Lo que se pide »
Sigue escribiendo el texto sobre la violencia y el derecho justo después de su última oración.

Fragmento citado »
▼
Es decir –plantea– que la violencia, cuando no está en las manos del derecho correspondiente, lo pone en peligro, no por los fines que pueda perseguir, sino por su mera existencia fuera del derecho. La misma conjetura puede ser allegada de manera más drástica ponderando cuán a menudo ha suscitado la secreta admiración del pueblo la figura del «gran» criminal, por más repugnantes que hayan sido sus fines52.

La imagen del «gran» criminal muestra cómo el derecho teme a los fines que una persona individual pueda ejercer en virtud de su constitutivo ejercicio de violencia, por el simple hecho de que tal violencia se halle por fuera del derecho. Tal derecho considera un peligro el que la violencia pueda hallarse en manos de «personas individuales». El «gran» criminal –y la «secreta admiración del pueblo» desatada– exhibe tal «temor» por parte del derecho a ese tipo de violencia que busca ser arrebatada al individuo por el propio derecho en favor de la perpetuación del mismo derecho.

En esta vía, el «derecho de huelga» –plantea Benjamin– exhibe una «contradicción objetiva» al propio derecho en el que la huelga, como violencia reconocida por parte del derecho, constituye un peligro fundamental para la perpetuación del ordenamiento del Estado. Al no tolerar la existencia de dicha violencia, el Estado se apresta a «tomar medidas extraordinarias». Mientras los trabajadores reclamarán su derecho a huelga, el Estado –dirá Benjamin– caracterizará dicho reclamo como un «abuso» puesto que tal derecho jamás será visto por parte del Estado como un efectivo ejercicio de violencia (el Estado no quiere que tal derecho se traduzca en violencia). Pero es precisamente aquí donde «se expresa la contradicción objetiva»: «(…) según la cual el Estado reconoce una violencia frente a cuyos fines, en cuanto naturales, se mantiene indiferente, pero en el caso extremo (Ernsfall) (de la huelga general revolucionaria) se le opone de manera hostil»53. La imagen de la «huelga» permite a Benjamin indicar la «contradicción objetiva» que se le presenta al Estado cuando, tanto en las figuras del «gran» criminal como de la «huelga general revolucionaria», se exhibe la violencia reconocida por el propio Estado que, sin embargo, este último trabajará para conjurar. Aceptación y rechazo, legalización y persecución policial, a la vez constituirá la doble trama sobre la que descansa tal «contradicción». Y, sin embargo, solo tal violencia –dirá Benjamin– podrá constituir el «fundamento seguro de la crítica» que su ensayo pretende llevar a cabo, puesto que lo que la «huelga general» muestra es que, en su ejercicio de violencia, efectivamente puede llegar a modificar el conjunto de las relaciones jurídicas.
▲
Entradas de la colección
▼
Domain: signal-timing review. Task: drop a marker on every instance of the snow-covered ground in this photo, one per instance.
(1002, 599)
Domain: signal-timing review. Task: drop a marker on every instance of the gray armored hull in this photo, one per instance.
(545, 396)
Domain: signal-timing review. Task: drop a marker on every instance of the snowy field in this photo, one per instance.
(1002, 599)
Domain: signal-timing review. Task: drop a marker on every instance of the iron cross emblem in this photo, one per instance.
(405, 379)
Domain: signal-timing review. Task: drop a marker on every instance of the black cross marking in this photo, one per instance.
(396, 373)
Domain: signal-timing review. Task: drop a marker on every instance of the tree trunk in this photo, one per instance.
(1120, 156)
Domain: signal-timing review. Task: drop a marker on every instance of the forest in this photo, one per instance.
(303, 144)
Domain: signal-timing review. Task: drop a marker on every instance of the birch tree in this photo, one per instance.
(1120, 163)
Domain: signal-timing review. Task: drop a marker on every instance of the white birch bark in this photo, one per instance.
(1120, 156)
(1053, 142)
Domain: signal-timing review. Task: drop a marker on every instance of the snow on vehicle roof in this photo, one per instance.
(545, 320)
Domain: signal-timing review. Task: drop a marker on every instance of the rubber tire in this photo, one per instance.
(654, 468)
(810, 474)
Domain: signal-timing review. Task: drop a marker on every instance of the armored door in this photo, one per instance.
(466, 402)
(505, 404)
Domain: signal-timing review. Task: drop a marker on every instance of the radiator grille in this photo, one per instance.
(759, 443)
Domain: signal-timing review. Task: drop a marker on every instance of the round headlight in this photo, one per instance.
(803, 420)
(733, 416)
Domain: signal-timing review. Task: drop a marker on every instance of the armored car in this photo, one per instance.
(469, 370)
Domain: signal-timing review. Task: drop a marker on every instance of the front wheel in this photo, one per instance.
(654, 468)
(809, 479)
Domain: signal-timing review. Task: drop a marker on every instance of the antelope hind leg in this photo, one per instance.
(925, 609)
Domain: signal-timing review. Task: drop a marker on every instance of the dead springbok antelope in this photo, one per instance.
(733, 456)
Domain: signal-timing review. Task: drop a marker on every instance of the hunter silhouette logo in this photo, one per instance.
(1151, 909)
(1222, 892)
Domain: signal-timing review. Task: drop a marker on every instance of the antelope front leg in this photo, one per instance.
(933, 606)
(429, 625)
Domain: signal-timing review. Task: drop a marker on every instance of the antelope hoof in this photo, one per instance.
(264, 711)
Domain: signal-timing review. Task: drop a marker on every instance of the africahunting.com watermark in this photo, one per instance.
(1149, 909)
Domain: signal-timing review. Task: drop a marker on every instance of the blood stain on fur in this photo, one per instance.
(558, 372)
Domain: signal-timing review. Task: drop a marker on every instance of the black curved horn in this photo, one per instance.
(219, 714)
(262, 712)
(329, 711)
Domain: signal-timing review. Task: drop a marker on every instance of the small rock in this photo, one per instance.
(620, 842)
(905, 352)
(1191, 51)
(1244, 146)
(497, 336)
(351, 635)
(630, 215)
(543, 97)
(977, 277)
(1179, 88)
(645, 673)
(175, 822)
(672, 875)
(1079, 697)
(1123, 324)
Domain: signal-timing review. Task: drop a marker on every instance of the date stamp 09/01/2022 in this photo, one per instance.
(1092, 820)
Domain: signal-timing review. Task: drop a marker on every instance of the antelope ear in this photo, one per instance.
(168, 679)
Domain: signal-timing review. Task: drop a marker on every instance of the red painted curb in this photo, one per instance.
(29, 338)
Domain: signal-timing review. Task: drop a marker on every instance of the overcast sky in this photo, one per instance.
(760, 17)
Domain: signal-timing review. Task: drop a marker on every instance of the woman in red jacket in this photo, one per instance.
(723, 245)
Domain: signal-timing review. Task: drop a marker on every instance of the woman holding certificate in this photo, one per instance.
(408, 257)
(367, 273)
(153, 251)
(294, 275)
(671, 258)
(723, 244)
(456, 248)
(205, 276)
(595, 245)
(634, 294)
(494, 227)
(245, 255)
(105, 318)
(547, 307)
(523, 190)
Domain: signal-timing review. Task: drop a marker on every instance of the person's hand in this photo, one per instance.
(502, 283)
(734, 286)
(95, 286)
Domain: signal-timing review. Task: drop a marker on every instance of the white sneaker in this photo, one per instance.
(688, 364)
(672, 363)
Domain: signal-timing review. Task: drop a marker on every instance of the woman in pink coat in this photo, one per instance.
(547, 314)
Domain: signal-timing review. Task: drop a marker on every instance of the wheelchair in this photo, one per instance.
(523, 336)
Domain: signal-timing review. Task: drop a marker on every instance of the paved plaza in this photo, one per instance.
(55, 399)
▲
▼
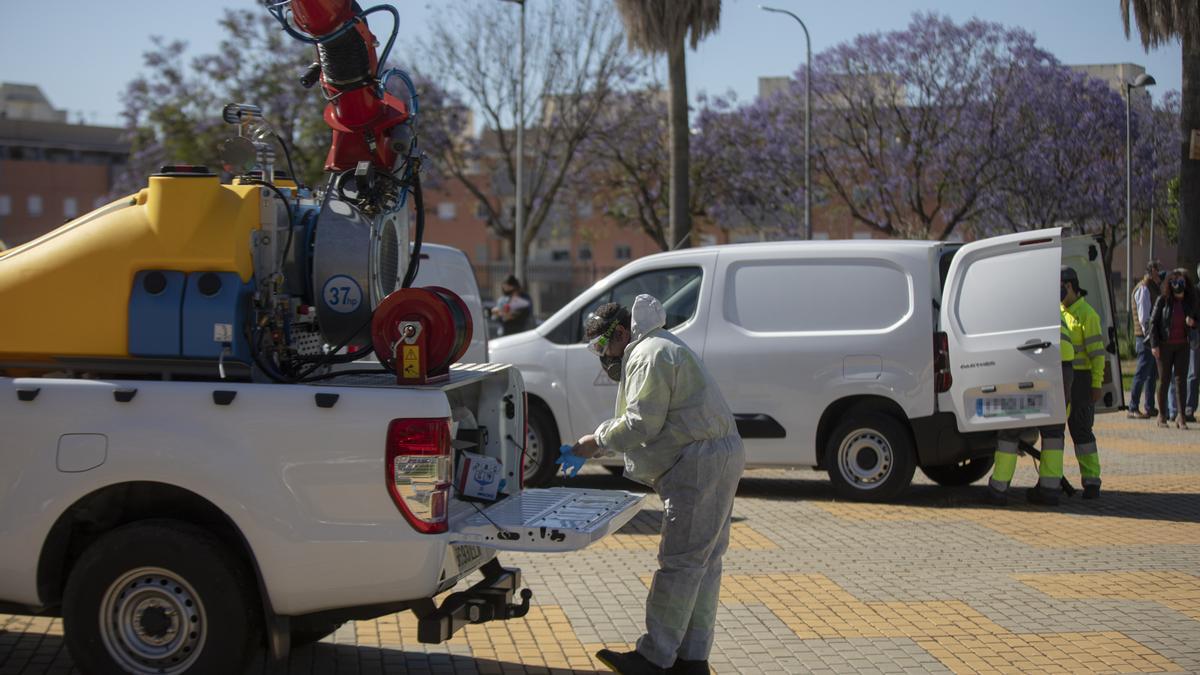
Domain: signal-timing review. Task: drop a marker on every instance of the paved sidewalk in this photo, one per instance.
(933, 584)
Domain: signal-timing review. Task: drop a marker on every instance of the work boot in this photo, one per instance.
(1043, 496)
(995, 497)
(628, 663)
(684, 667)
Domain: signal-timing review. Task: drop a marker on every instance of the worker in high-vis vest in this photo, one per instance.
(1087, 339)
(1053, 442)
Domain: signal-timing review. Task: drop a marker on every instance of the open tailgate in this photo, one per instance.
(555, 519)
▲
Resultado del ejercicio »
El «derecho de guerra» muestra las mismas «contradicciones prácticas» que habían mostrado la imagen del «gran» criminal o la de la «huelga general». Que los sujetos de derecho «sancionen» los fines de una violencia dirigida estrictamente contra ellos exhibe la posibilidad de que tal violencia puede modificar sustantivamente el orden jurídico, pues abre el campo para lo que Benjamin denominará técnicamente una «violencia instauradora de derecho». Tanto las «potencias exteriores» fuerzan al Estado a conceder el derecho a hacer la guerra, como los trabajadores a «concederles el derecho a huelga»54.

Pero, respecto del derecho de guerra, Benjamin nota un detalle que será crucial para su caracterización de la violencia en una de sus formas institucionalizadas: el militarismo. Para asentarse, este último exhibe «otra función» respecto de aquella prodigada por la «violencia instauradora de derecho», puesto que remite tanto a un carácter «conservador» como «instaurador»: se trata del servicio militar obligatorio que pone en juego la existencia de una «duplicidad» de violencias por la que Benjamin concluye: «Si aquella primera función de la violencia puede llamarse instauradora de derecho (rechsetzende), esta última, entonces, puede llamarse conservadora de derecho (rechtserhaltende)»55. La violencia no es simplemente «instauradora», sino que además requiere de la función «conservadora» para prevalecer y extender su poder más allá de su momentum. Más bien –diremos– tal momentum solo podrá existir en virtud de la extensión prodigada por la violencia conservadora de derecho.

Será esta última la que anuda en la primera y será esta primera la que requiera necesariamente de la segunda para articularse como tal. En este sentido, el «como tal» de la violencia instauradora no es jamás unívoco, sino siempre doble, permanentemente articulado en un decisivo pliegue –o si se quiere círculo– que la posibilita. La violencia aquí puesta en juego asume dos funciones diferentes y, a la vez, complementarias. Pero tal «duplicidad» no habría que pensarla como un exterior al derecho sino interna al mismo puesto que este no podría ser otra cosa más que el ejercicio de la violencia conservadora que no puede dejar de remitirse a la violencia instauradora que, a modo de una ficción, no deja de operar como el soporte más decisivo.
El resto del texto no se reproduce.